For each statement, answer yes or no according to the interview below on how the universe might end, and quote the exact words from the interview that decide it: (a) Measurements found that the universe's expansion is slowing down. (b) The speaker calls the heat death the most likely ending, as far as is known. (c) Cosmologists know what dark energy is.

Reading text:
* * * * * * * * *

So we think that, you know,

before the fiery part there was
this inflation, this rapid expansion.

Before that, maybe
there was a singularity,

maybe not, we don’t know.

We don’t know what started
that rapid expansion.

But we do know that for the first
380,000 years of the cosmos,

it was this sort of,

all of space was filled with this fire.

And we know that because we can see it.

LJO: It’s amazing.

Well, let’s get into some
of the juicy specifics

of how exactly the universe might end.

I know that you’ve talked to many
other cosmologists yourself

and there are a lot
of different theories on this.

Where do you think we should begin?

Dealer’s choice.

What’s in store for us?

KM: Well, so the one that is,
as far as we know, the most likely,

the one that we talk about the most
in cosmology, is the heat death.

So this is what I discussed
in my TED Talk,

and the idea there is that, you know,
the universe is currently expanding.

Galaxies are getting farther
and farther apart from each other.

When we measured the expansion,

it turned out that it was not
slowing down at all,

it was actually speeding up.

And that was like if you throw
a ball up into the air,

it slows down for a little while
and then just shoots off into space.

It’s very similar physics,

and we didn’t have any idea
why that should happen.

So we still don’t know
why that’s happening.

We attribute it to something
we call “dark energy.”

We don’t know what dark energy is.

It’s just something that seems
to be pushing things apart,

making the universe expand faster.

And because of that,
it looks like we will end up

with everything, really —

you know, all the galaxies
really isolated,

the stars will die away.

The universe will get
very dark, very cold.

And you know, we’ll end up
with this basically empty,

cold, dark, lonely universe.

And that’s called the heat death.

The reason it’s called the heat death

is because, like …

Everything’s decaying into,
like, the waste heat of creation.

So, you know, just as you can’t have
a machine that’s perfectly efficient,

it’ll always lose a little bit
of energy through friction.

That’s a property of physics in general,

it’s called the second law
of thermodynamics.

Everything sort of decays
into entropy, into disorder,

and that is called heat
from a physics perspective.

So the heat death is when nothing is left
but the waste heat of the universe.

Which is part of why it’s fun
to talk about the alternatives,

because we don’t know for sure
that the heat death will happen.

Partially because we don’t know
what dark energy is.

We don’t understand this stuff
that’s making the universe expand faster.

Maybe it’s just a property
of space where, you know,

space just has this sort of,
expansion built in,

and it’ll keep going the way it’s going.

But maybe it’s something
that changes over time.

Maybe it’ll turn around
and we’ll get a big crunch

and everything will come back together.

Or maybe it’ll become more powerful.

And then you end up with something
called a “Big Rip,”

where if the dark energy
becomes more powerful,

it starts to not just move galaxies
apart from each other,

but actually expand the space in galaxies
and move stars away from galaxies

and then pull apart planets and stars

and eventually destroy
the entire universe.

So those are other possibilities
that I talk about in the book.

Because we don’t know what dark energy is,

and we don’t know for sure
what it’ll do in the future.

LJO: I want to open up to some
of the questions from the audience.

* * * * * * * * *

Provided material:
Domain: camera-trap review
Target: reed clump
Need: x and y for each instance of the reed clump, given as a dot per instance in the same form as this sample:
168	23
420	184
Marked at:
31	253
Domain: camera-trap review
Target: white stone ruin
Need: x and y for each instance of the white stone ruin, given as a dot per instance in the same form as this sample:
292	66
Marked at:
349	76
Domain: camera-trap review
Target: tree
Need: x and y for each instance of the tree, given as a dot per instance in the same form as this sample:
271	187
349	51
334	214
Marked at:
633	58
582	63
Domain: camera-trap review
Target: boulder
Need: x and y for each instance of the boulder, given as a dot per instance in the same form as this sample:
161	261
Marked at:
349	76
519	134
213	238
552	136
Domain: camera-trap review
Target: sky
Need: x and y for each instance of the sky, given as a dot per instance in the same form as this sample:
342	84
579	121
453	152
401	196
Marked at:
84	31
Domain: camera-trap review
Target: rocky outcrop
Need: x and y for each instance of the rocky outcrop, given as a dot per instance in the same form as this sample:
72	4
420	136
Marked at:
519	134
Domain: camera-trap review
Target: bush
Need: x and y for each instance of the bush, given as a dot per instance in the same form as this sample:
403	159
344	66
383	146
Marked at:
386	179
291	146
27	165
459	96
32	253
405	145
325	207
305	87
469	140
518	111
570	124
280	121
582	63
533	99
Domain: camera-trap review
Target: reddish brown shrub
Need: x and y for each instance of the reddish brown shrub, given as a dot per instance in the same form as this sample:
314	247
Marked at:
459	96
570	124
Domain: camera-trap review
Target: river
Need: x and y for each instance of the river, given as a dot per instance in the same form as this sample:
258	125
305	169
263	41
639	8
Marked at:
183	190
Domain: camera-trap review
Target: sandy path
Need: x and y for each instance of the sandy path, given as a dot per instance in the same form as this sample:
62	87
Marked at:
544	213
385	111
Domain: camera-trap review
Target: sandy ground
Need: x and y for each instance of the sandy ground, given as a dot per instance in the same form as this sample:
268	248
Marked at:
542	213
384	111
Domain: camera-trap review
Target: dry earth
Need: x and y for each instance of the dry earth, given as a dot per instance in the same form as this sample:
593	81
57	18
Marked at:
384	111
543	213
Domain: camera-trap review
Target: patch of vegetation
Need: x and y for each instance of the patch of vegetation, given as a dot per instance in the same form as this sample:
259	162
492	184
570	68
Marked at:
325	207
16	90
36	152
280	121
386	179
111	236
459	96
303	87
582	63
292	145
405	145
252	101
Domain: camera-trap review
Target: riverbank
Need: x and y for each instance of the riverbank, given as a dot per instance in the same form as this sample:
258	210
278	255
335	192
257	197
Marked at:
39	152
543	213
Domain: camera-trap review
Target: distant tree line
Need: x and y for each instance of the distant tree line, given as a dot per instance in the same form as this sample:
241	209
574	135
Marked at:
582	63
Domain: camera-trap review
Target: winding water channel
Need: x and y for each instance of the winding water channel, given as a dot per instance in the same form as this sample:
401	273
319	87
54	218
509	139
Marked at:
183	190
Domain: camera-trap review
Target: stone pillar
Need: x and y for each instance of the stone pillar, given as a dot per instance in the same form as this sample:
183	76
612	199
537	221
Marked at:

* * * * * * * * *

Expected answer:
(a) No: "it was actually speeding up."
(b) Yes: "as far as we know, the most likely"
(c) No: "We don’t know what dark energy is."